* _Work instructions_: The reply should hold every entry exactly as written and none of the pictures.

** Opening Records shown block **

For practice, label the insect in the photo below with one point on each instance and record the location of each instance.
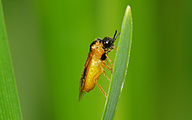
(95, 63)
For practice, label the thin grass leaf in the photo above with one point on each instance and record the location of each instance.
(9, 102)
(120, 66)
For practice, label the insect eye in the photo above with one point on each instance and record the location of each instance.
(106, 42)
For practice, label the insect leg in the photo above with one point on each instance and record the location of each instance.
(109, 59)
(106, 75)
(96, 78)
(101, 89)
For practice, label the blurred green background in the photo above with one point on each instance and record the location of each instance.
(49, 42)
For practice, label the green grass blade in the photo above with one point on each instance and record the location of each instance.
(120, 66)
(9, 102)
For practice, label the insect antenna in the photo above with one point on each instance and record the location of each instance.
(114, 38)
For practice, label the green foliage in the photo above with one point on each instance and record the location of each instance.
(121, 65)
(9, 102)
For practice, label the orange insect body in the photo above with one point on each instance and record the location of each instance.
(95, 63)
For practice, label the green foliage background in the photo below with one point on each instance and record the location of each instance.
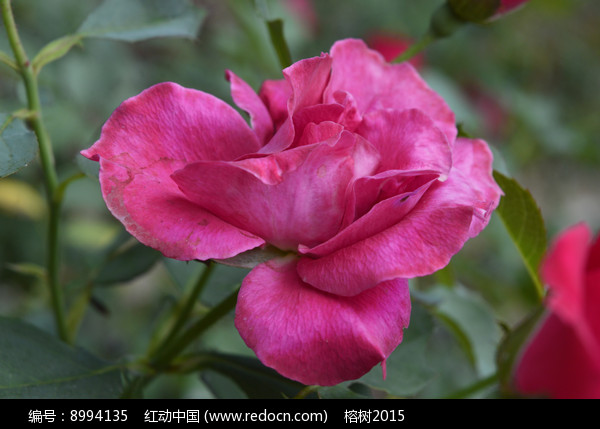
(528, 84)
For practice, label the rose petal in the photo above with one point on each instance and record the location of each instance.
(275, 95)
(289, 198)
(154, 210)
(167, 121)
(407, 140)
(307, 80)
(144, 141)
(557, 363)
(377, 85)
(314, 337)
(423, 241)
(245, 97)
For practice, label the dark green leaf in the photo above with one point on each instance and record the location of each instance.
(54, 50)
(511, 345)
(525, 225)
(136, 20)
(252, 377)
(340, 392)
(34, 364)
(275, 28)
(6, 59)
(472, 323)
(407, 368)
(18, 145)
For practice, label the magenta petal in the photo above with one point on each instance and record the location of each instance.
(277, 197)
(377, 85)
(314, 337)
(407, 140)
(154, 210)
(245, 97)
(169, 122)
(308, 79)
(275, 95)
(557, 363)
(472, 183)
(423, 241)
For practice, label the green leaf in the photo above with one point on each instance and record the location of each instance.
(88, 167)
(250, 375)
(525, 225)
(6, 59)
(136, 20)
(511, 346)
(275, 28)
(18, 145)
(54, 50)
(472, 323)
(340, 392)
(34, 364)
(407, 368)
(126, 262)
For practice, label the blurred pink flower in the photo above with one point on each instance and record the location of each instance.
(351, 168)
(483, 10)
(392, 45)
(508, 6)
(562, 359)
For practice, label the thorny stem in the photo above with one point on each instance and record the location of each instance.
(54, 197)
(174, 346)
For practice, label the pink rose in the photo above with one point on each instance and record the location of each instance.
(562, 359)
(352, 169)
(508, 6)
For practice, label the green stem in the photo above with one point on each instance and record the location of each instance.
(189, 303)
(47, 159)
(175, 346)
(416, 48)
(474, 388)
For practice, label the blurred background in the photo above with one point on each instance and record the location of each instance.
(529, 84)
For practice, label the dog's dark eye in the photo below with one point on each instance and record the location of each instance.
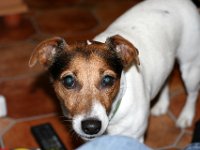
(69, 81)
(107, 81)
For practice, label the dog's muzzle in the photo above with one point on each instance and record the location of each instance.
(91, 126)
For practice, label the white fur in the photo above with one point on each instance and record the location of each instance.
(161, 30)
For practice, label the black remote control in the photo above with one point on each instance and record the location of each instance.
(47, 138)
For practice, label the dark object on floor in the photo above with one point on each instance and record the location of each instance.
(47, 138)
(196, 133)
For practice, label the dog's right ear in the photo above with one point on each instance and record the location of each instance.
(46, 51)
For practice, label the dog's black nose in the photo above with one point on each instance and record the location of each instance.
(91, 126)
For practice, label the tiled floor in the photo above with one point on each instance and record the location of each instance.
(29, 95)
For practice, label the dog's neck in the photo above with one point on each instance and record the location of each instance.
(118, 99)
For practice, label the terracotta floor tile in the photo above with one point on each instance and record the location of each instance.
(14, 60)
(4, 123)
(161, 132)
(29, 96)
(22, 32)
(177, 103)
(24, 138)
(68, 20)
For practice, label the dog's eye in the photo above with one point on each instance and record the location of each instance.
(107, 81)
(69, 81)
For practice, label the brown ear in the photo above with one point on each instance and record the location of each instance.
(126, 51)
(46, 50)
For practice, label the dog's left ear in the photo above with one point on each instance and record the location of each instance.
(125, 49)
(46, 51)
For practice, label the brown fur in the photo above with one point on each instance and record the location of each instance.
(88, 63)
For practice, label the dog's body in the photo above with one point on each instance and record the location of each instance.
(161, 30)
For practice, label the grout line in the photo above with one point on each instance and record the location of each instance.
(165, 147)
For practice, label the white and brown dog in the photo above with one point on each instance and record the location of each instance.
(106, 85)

** Closing Records shown block **

* _Task result_:
For practice, label the insect in the photo below with one point on each instance and record the location of each instance.
(95, 63)
For practice, label the thin grass leaf in the photo above with one point on each instance and record the location of each instance.
(9, 102)
(120, 66)
For practice, label the insect eye in the photo above with one point on each instance and record the location of each instance.
(106, 42)
For practice, label the insect leg in the photo above with one point on each instance and record the location of each instance.
(109, 59)
(106, 75)
(96, 78)
(101, 89)
For practice, label the blurred green background in the photo above with one point on each instance and record the location of each instance.
(49, 42)
For practice, label the green grass blade in the photo above with one point on each instance and record the location of each instance.
(120, 66)
(9, 102)
For practice, label the insect antenna in the photo above with one point on each instance and record the location of each instance.
(114, 38)
For practice, label the green foliage in the photo above with one point on each instance and record the location of each instance.
(121, 65)
(9, 102)
For practice, label the orange insect body in the photo above with one point on each instance and record the location of each instance.
(95, 63)
For practice, label the green foliage background in the photo below with one point on each instance and record the location of each instance.
(528, 84)
For practice, label the rose petal in the photo above with one point on each instance and record the location of each instance.
(275, 95)
(289, 198)
(154, 210)
(167, 121)
(407, 140)
(307, 80)
(144, 141)
(557, 363)
(377, 85)
(314, 337)
(423, 241)
(245, 97)
For practice, label the dark green leaf in the photo above with one point on each instance and record the location of each instance.
(54, 50)
(511, 345)
(525, 225)
(136, 20)
(252, 377)
(340, 392)
(34, 364)
(275, 28)
(6, 59)
(472, 323)
(407, 368)
(18, 145)
For practice, label the magenta petal in the photo above with one point on each instance and record the location of each instance.
(277, 197)
(377, 85)
(314, 337)
(407, 140)
(154, 210)
(245, 97)
(169, 122)
(308, 79)
(275, 95)
(557, 363)
(472, 183)
(423, 241)
For practice, label the green leaf in the photo above with one point on each instance and record the location of each instance.
(88, 167)
(250, 375)
(525, 225)
(6, 59)
(136, 20)
(511, 346)
(275, 28)
(18, 145)
(54, 50)
(472, 323)
(340, 392)
(34, 364)
(407, 368)
(126, 262)
For practice, label the blurred pink flower in the photo above with one point on each instance and record the location of each instance.
(351, 168)
(483, 10)
(392, 45)
(508, 6)
(562, 359)
For practice, label the thorny stem in the photo above with one point on each instance and record the location of each instance.
(54, 197)
(174, 346)
For practice, label the pink rose in the photo above with one point on each instance and record the location of each instance.
(562, 359)
(352, 169)
(508, 6)
For practice, label the green stem in the photo above with one point on each instance and record the location of each instance.
(189, 303)
(47, 159)
(175, 346)
(416, 48)
(474, 388)
For practice, label the blurred background in the photo above with one point on each instance and record the location of each instance.
(529, 84)
For practice, label the dog's dark eye in the photo below with one point on each instance and record the location of each instance.
(69, 81)
(107, 81)
For practice, label the dog's muzzle in the photo above with one point on each instance and record the location of each instance.
(91, 126)
For practice, label the white fur in the photo above with one point on each instance and record the location of each instance.
(161, 30)
For practice, label the black remote control in the photo above with one point on each instance and record the location of each instance.
(47, 138)
For practice, label the dark object on floor in the photo above with one point on each instance and record the location of each instance.
(47, 138)
(196, 133)
For practice, label the dog's right ear in the photo above with one point on each instance and record the location of each instance.
(46, 51)
For practice, label the dog's black nose in the photo above with one point on each instance and record the location of each instance.
(91, 126)
For practice, label the tiled floor in the photo above with one point on each instance and record the location of each instance.
(29, 95)
For practice, label the dog's neck in the photo above with one point on each instance and record the location of each instance.
(118, 99)
For practice, label the terracotta floor tile in the photo above with one point on each instance and record the location of each instance.
(14, 60)
(4, 123)
(161, 132)
(29, 96)
(22, 32)
(177, 103)
(24, 138)
(68, 20)
For practice, label the dog's eye in the photo above with one point on each instance and record the location of each instance.
(107, 81)
(69, 81)
For practice, label the brown ear in the photo above with one point on each instance and record the location of each instance.
(126, 51)
(46, 50)
For practice, label the dog's left ear in the photo above with one point on each instance and record the location of each instance.
(125, 49)
(46, 51)
For practice, label the brown fur in the photo above with one point on each instance and record the location of each instance.
(88, 63)
For practice, label the dog's body in the photo above with one point on each instance and record the location of each instance.
(161, 30)
For practice, label the grout line in the photo above with one point on each instance and record the location of each instance.
(165, 147)
For practice, label the white and brown dog in the photo above with one point on each instance and record the location of each instance.
(106, 85)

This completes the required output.